* [Task directions]: Copy out every one of the items below word for word, changing nothing.

[Begin Extracted data]

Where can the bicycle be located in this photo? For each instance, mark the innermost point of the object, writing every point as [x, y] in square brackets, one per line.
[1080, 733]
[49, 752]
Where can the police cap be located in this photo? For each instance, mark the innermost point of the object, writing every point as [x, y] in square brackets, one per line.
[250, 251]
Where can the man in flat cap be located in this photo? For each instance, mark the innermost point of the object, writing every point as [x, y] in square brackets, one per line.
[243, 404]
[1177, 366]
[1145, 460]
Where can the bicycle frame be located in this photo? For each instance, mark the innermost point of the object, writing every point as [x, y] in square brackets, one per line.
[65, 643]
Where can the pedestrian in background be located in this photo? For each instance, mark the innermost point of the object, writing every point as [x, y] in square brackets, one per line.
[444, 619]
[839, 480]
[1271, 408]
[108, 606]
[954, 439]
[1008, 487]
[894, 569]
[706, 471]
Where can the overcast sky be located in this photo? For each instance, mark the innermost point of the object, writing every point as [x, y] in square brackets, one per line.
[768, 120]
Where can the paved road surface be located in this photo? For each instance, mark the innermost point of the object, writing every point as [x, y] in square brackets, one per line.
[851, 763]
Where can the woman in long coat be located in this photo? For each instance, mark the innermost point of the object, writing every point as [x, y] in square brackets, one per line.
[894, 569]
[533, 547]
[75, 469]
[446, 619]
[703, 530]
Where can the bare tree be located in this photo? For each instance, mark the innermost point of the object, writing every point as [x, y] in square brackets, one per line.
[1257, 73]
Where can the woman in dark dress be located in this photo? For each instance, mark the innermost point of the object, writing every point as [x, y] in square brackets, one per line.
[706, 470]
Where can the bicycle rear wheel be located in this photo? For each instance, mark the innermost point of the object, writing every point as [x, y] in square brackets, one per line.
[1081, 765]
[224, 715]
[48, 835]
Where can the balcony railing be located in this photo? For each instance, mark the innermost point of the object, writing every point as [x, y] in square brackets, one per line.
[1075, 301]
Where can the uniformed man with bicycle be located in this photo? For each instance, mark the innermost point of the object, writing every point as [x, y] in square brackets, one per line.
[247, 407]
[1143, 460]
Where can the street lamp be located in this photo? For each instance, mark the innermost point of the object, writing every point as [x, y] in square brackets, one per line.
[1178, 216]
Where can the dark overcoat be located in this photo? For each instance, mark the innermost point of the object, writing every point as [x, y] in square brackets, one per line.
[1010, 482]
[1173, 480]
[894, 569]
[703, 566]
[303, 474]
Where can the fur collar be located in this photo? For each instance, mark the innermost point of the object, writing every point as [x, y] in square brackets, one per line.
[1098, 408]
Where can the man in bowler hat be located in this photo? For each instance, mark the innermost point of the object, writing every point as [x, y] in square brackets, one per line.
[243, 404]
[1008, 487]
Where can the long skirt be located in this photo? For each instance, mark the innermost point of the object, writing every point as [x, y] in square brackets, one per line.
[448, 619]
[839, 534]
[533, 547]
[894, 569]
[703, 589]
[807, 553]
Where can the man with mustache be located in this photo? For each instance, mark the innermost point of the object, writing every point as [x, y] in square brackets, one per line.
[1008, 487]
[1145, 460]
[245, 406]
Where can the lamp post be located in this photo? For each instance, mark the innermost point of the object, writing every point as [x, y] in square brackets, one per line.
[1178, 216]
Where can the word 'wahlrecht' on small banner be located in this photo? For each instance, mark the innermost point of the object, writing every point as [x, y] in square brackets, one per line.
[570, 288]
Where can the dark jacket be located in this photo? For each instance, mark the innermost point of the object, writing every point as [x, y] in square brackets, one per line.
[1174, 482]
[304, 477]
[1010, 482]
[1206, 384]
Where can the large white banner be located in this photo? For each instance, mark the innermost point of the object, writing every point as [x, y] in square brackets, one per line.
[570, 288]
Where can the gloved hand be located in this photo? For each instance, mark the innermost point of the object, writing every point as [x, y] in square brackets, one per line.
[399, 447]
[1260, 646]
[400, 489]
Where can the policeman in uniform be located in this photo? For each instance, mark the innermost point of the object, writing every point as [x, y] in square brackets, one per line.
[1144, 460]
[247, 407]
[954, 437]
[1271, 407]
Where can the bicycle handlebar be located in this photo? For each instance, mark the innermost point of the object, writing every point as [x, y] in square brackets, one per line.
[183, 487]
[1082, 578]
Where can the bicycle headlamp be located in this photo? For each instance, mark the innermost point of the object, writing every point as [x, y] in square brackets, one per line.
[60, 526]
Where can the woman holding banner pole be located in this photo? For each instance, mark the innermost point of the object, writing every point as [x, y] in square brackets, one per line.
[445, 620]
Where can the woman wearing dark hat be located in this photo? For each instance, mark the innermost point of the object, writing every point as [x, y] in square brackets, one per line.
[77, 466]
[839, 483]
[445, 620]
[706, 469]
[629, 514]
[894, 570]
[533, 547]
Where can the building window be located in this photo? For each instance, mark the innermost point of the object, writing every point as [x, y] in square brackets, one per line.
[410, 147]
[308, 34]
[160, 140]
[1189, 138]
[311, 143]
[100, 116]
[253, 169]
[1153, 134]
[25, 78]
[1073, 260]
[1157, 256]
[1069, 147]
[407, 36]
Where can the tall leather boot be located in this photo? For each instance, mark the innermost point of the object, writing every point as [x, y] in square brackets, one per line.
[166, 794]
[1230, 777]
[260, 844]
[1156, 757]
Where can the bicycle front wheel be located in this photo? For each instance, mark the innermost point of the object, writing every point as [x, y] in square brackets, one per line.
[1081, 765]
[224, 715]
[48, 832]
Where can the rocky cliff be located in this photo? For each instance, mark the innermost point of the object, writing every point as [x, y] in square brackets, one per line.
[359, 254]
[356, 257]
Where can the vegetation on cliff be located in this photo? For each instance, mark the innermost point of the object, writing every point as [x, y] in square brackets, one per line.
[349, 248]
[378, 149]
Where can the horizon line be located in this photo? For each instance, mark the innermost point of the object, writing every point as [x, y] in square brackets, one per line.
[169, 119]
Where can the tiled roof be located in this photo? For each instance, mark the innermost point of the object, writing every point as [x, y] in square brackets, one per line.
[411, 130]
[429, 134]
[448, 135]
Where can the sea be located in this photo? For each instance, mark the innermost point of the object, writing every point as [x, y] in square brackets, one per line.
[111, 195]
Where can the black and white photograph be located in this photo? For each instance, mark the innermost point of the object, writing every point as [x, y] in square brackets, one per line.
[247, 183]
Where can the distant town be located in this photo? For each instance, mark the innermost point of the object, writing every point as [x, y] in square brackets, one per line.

[End Extracted data]

* [Answer to this exercise]:
Where can the bicycle be located in this photo? For each instance, mark the innermost point of the object, writing every point as [x, y] in square brackets, one per line.
[1080, 733]
[49, 752]
Where can the police cap be located in this photo? For each instance, mark the innermost point of the object, writing every point as [x, y] in square brackets, one per line.
[250, 251]
Where can the man in flat cap be located in this photo? For each instance, mark the innermost point of the object, writing every point as [x, y] in square brackets, one per line.
[243, 404]
[1177, 366]
[1145, 460]
Where can the bicycle frame be located in this photo? For each instance, mark the innermost point of the object, writing every point as [x, y] in square brackets, one per line.
[65, 643]
Where can the pedestrian in background be located in this photo? For each instance, mark the innermost point of the object, writing every point as [x, y] in square brackets, one per line.
[444, 619]
[839, 480]
[1271, 408]
[108, 606]
[954, 439]
[1008, 487]
[894, 569]
[706, 471]
Where can the overcast sky be located in this photo? For each instance, mark the innermost point of the object, writing every point as [x, y] in square brackets, one per line.
[768, 120]
Where can the paved road surface be located in this photo? For each instance, mark the innermost point of the object, writing every point as [x, y] in square brackets, one per line.
[851, 763]
Where can the woman in long coat be located in this photo? For each instance, mark the innermost point of the object, writing every point as [x, y] in square brackets, one per line.
[894, 569]
[533, 547]
[75, 469]
[446, 619]
[703, 530]
Where can the bare tree be located in this photo? For each instance, mark the innermost point of the object, writing every point as [x, y] in square brackets, one per line.
[1257, 73]
Where can the woman in dark dress be located in this photo? For each instance, mark the innermost point of the object, writing every point as [x, y] in square brackets, one per line.
[706, 470]
Where can the bicycle rear wheel be located in this photo? For each instance, mark the innermost point of the object, writing every point as [x, y] in square brackets, one per line.
[1081, 765]
[224, 715]
[48, 835]
Where can the balcony railing be located in this photo? For each instance, mark the innermost point of the object, writing every point as [x, y] in square brackets, one per line.
[1075, 301]
Where can the uniformed man with bicycle be located in this photo? For each instance, mark the innermost point of the object, writing every point as [x, y] in square brackets, one per line.
[247, 407]
[1143, 460]
Where can the street lamp be located in this photo? For each instance, mark the innermost point of the object, writing every point as [x, y] in square brackets, one per line.
[1178, 216]
Where can the dark overcoat be located in this photo? For each instance, mark the innermost point of the object, writing every point as [x, y] in square brackets, one per line.
[1010, 482]
[1173, 480]
[894, 569]
[703, 566]
[303, 474]
Where can the fur collar be located in this photo? For each instance, mark the innermost point of the object, writing every point as [x, y] in square brackets, one per line.
[1098, 408]
Where can the man in bowler hat be located in this photo? For each instance, mark the innermost point of the object, writing every point as [x, y] in square brackets, one per line.
[243, 404]
[1008, 487]
Where can the long skirt be located in this photo? For each instance, mark the innermost point of the object, writing every point as [x, y] in square brackets, one per line.
[448, 619]
[839, 534]
[533, 547]
[894, 569]
[703, 589]
[807, 553]
Where can the man with mustache be located in this photo? For each instance, mark the innermost point of the object, writing every point as [x, y] in square brackets, one per line.
[1008, 487]
[1145, 460]
[245, 406]
Where can the lamp post be located in this photo? For each instance, mark the innermost point of the object, writing every point as [x, y] in square brackets, one per line.
[1178, 216]
Where can the word 'wahlrecht' on small banner be located in this photo? For each instance, mark the innermost point of the object, writing every point as [x, y] in square brackets, one per line.
[570, 288]
Where can the dark jacket be located in this photo? For each instance, mark the innermost point of the object, writing every point as [x, y] in square brackets, one per line.
[1174, 482]
[304, 477]
[1010, 482]
[1206, 384]
Where can the large white banner be located in this photo? For each instance, mark the innermost point of the object, writing every point as [x, y] in square brackets, one per line.
[570, 288]
Where can the gloved hand be located in this photo? For each instance, mark the innermost point of the object, writing every point as [x, y] in square brackets, one per line.
[399, 447]
[1260, 646]
[400, 489]
Where can the policeman in uniform be located in this photo? For each instance, mark the innermost point of the object, writing every point as [x, y] in square brackets, one per line.
[1144, 460]
[247, 407]
[954, 437]
[1271, 407]
Where can the bicycle handlebar be located in this photo? For each instance, mark the innermost point of the object, writing every point as [x, y] in square brackets, one per line.
[183, 487]
[1082, 578]
Where can the bicycle headlamp be located in this photo? For each instance, mark the innermost point of the object, writing every point as [x, y] in square brackets, one per line.
[60, 526]
Where can the woman holding banner pole be located in this photo? For each instance, mark the innermost point of the object, writing every point as [x, y] in square brackets, one per line.
[445, 620]
Where can the woman wearing dark hat be located in this photo? For each instance, mark the innermost point of the object, writing every point as [x, y] in square brackets, one per line.
[77, 466]
[839, 483]
[445, 620]
[706, 469]
[629, 514]
[894, 570]
[533, 547]
Where can the building window be located in this photo? For each instance, mark the innermost point of the object, writing every point as [x, y] in square brackets, one per line.
[410, 147]
[308, 34]
[160, 140]
[1189, 138]
[311, 143]
[100, 116]
[253, 169]
[1153, 134]
[25, 78]
[1073, 260]
[1157, 256]
[1069, 147]
[407, 36]
Where can the tall leather boot be located in this photo? For each instance, mark the innermost point of the object, writing every point as [x, y] in square brackets, one per line.
[166, 794]
[1230, 777]
[260, 844]
[1156, 757]
Where can the bicycle front wheel be located in this photo? For each instance, mark the innermost point of the object, writing every point as [x, y] in square brackets, one per line.
[1081, 765]
[224, 715]
[48, 832]
Where can the rocky cliff be located in this photo? For each instance, mark the innermost point of the object, writing every point as [x, y] in square brackets, one per line.
[359, 254]
[356, 257]
Where can the vegetation on cliff be located in this photo? For each instance, mark the innermost point of the object, writing every point as [x, y] in square brackets, one per line.
[349, 248]
[378, 149]
Where can the horizon line be located in this photo? For each instance, mark the innermost point of the object, writing every point as [x, y] in square brackets, one per line.
[169, 119]
Where can the tiled roof be located in this photo? For each instance, mark the innermost point of the object, writing every point as [x, y] in square brackets, one per line.
[411, 130]
[429, 134]
[448, 135]
Where can the sea be located in this photo? For each instance, mark the innermost point of the object, writing every point as [x, y] in square brackets, one per line.
[111, 195]
Where can the black and white photograph be located in this photo? For each instance, mark the innermost point of the object, writing every point as [x, y] in square brackets, one per line.
[247, 183]
Where can the distant town be located in this photo? For each instance, mark the innermost point of the object, writing every point as [x, y] in square brackets, one per line.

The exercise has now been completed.